Copy every row below word for word, but leave the pictures out.

□ □ □

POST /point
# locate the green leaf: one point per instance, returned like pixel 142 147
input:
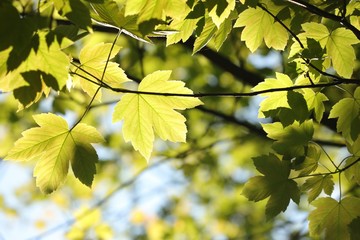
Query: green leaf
pixel 347 110
pixel 308 163
pixel 338 45
pixel 93 60
pixel 259 26
pixel 185 29
pixel 55 146
pixel 273 100
pixel 112 13
pixel 353 172
pixel 219 13
pixel 207 33
pixel 332 218
pixel 317 184
pixel 46 67
pixel 298 106
pixel 274 183
pixel 223 32
pixel 145 114
pixel 315 101
pixel 291 140
pixel 75 11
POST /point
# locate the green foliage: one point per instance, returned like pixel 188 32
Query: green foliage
pixel 154 113
pixel 333 217
pixel 347 110
pixel 93 60
pixel 55 146
pixel 55 56
pixel 275 183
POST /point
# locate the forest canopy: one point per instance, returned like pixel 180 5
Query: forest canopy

□ □ □

■ **The answer**
POST /point
# locate the green leaf: one point per instance, returned like pixel 142 147
input:
Query: green leaf
pixel 347 110
pixel 308 163
pixel 338 45
pixel 93 60
pixel 259 26
pixel 185 29
pixel 55 146
pixel 273 100
pixel 112 13
pixel 353 172
pixel 219 13
pixel 207 33
pixel 332 218
pixel 317 184
pixel 46 67
pixel 298 106
pixel 274 183
pixel 223 32
pixel 145 114
pixel 315 101
pixel 291 140
pixel 75 11
POST /point
# locate the green foliage: one point per instance, returned like pixel 188 32
Query: green foliage
pixel 154 113
pixel 333 217
pixel 347 110
pixel 93 60
pixel 55 146
pixel 55 56
pixel 275 183
POST /point
# locate the forest canopy: one point per instance, returned like pixel 180 5
Query: forest canopy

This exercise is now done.